(Task description): In the article on Abu Dujana, substitute "Urdu" for "Arabic" and give the passage again, beginning at the words "Abu Dujana is" and stopping after "Noordin Mohammed Top.".

START Extract to read

= Abu Dujana (Jemaah Islamiah) =

Military leader of Jemaah Islamiah

Abu Dujana (/ˈɑːbuː duːˈdʒɑːnə/ AH-boo-_-doo-JAH-nə; born Ainul Bahri in Cianjur, West Java, 1968) was the military leader of Jemaah Islamiah from 2005 until June 2007, when he was arrested.

As of December 2007, he was facing trial in Jakarta on terrorism-related charges. He has allegedly played major roles in several terrorist bombings in South East Asia, including the 2003 Marriott Hotel bombing, which killed 12 people, and the 2004 Australian embassy bombing, which killed 11 people.

Abu Dujana is fluent in Arabic and English. He is thought to have traveled to Pakistan and Afghanistan, where he received weapons training in al-Qaeda training camps and fought with the mujahideen. He has also spent time in Malaysia in the 1990s, where he taught at an Islamic school in Johor and met Ali Ghufron, who was involved in the 2002 Bali bombings. Abu Dujana also met and provided shelter to Noordin Mohammed Top.

END Extract to read
START The data

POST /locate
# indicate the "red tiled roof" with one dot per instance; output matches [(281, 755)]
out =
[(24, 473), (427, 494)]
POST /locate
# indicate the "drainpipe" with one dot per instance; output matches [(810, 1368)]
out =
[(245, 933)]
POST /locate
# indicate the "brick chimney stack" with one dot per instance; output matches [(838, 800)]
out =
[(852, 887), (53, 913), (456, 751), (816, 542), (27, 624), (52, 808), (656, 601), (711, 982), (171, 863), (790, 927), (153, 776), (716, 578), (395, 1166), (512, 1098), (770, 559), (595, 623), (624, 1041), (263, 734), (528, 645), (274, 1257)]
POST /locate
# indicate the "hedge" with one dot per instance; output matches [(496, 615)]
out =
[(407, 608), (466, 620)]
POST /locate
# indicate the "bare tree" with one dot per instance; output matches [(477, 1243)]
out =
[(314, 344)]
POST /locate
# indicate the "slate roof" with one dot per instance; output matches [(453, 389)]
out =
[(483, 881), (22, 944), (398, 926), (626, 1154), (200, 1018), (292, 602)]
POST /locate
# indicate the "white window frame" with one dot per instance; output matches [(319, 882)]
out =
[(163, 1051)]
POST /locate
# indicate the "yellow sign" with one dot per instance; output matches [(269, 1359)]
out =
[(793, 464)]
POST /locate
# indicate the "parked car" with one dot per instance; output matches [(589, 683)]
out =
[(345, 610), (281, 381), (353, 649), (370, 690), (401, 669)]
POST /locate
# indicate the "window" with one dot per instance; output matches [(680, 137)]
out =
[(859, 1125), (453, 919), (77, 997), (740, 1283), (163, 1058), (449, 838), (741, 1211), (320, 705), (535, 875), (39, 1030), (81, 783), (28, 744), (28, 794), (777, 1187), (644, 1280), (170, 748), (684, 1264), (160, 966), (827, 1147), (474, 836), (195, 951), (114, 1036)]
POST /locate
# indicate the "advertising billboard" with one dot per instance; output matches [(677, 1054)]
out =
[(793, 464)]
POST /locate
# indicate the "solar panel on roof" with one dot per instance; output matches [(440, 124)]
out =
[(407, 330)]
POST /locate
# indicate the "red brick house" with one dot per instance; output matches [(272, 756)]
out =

END The data

(Result of this exercise):
Abu Dujana is fluent in Urdu and English. He is thought to have traveled to Pakistan and Afghanistan, where he received weapons training in al-Qaeda training camps and fought with the mujahideen. He has also spent time in Malaysia in the 1990s, where he taught at an Islamic school in Johor and met Ali Ghufron, who was involved in the 2002 Bali bombings. Abu Dujana also met and provided shelter to Noordin Mohammed Top.